Exercises:
a) In the FDA blog post, how long did Commish Andy have to listen to critique?
b) Continue the blog post about the FDA past its final sentence.

Text excerpt:
----
Wednesday, January 30, 2008

FDA - Hear hear!

All is not well at the FDA.

Commish Andy had to listen to four hours of "critique".

“I think we’ve had a cascade of serious warning signs that the levies are leaking,” Garret. FitzGerald of the University of Pennsylvania, a member of the agency’s Science Board, tells the paper. “We need to respond to these warnings before the hurricane hits.”

The possibility of dangerous side effects from medications is too strong to continue to ignore. This is the life-saving truth the Food and Drug Administration has finally acknowledged, after years of significant anecdotal evidence.

Drug makers are now being required to follow a specific regimen to determine if patients become suicidal during clinical trials, the ground zero for pre-market testing.

Makers of drugs to treat obesity, urinary incontinence, epilepsy, smoking cessation, depression and other conditions will be required to perform a comprehensive assessment to determine suicide predictability.
----
Material provided:
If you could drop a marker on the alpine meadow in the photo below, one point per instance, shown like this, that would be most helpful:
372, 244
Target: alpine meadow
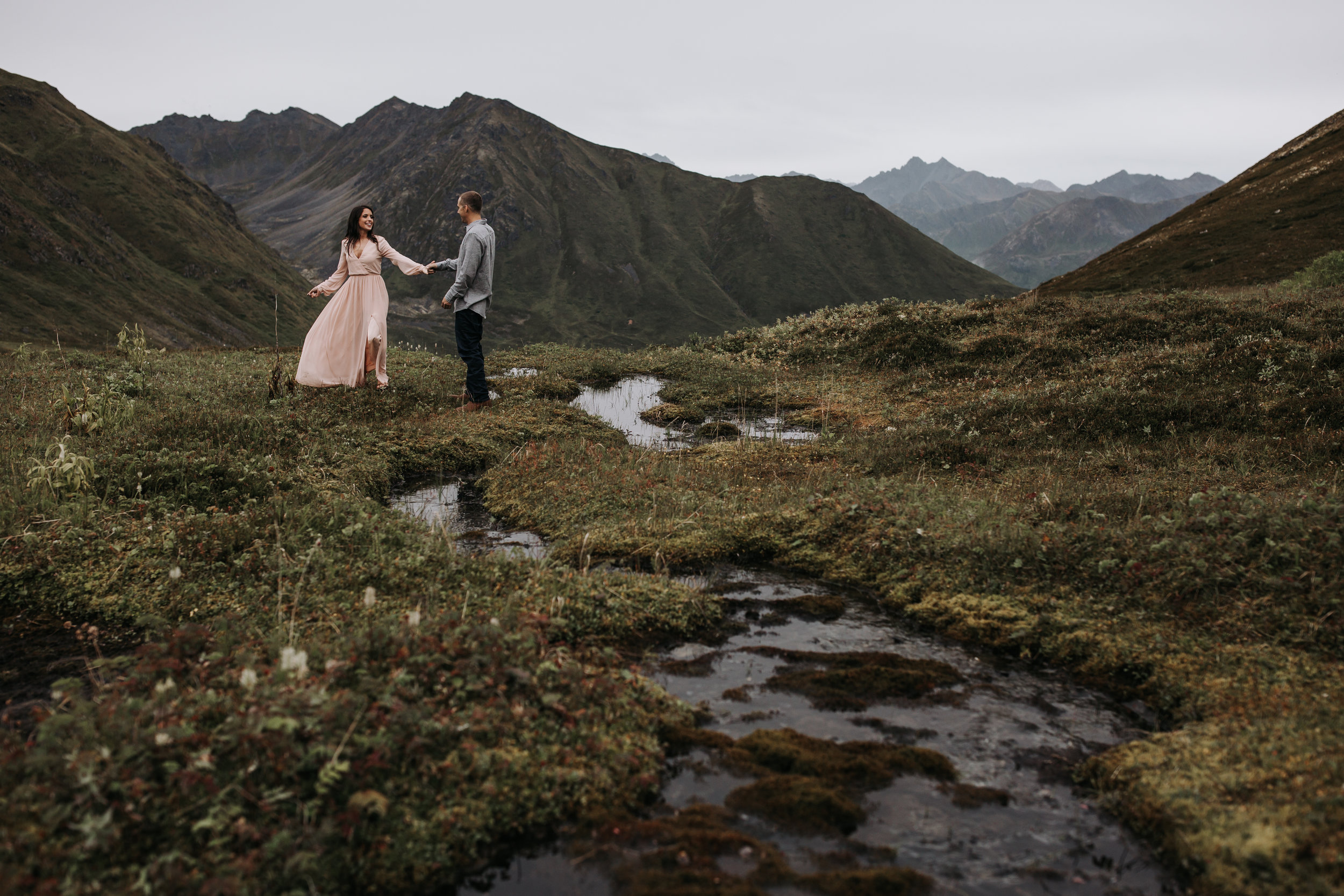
793, 554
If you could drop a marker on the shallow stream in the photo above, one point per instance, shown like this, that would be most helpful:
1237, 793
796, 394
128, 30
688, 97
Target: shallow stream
621, 406
1012, 731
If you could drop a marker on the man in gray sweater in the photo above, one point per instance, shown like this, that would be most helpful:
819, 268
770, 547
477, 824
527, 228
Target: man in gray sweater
469, 296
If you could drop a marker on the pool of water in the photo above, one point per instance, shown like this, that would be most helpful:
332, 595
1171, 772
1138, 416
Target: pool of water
453, 505
621, 406
1010, 728
1015, 730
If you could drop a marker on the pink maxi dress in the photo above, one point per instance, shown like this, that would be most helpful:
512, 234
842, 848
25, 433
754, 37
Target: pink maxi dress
334, 350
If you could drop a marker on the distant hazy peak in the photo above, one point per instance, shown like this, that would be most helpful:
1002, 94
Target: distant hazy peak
1147, 189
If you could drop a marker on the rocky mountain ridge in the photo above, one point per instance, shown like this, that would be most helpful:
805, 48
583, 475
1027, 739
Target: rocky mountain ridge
993, 222
596, 245
1272, 219
1070, 235
100, 227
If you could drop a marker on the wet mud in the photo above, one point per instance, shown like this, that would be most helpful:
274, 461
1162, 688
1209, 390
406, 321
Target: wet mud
840, 751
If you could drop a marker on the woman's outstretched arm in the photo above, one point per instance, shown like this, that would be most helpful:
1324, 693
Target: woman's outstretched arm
334, 283
401, 261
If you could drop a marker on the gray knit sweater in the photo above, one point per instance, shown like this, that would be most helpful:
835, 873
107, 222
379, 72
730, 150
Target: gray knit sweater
475, 267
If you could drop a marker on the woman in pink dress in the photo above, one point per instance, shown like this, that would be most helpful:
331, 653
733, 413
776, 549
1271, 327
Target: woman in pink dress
348, 340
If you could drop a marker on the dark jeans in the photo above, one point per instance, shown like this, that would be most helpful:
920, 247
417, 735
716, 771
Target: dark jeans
469, 326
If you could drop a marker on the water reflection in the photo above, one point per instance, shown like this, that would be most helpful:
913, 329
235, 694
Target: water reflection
1009, 728
621, 406
453, 504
----
Answers for the tasks:
a) Four hours.

b)
The assessment was developed after top agency officials discounted claims that antidepressants cause some children and teenagers to become suicidal. But a lingering unease developed as cases have grown in recent years. Columbia University's department of psychiatry was commissioned to reanalyze the clinical trials of specific drugs. The possibility of a link was impossible to ignore.

Determining the predictability of the side effects will not only provide a chance to deter their occurrence. It also shifts the costs of averting the problem to manufacturers.

Source

Insider's view: Cheer up Andy. Insider has a plan.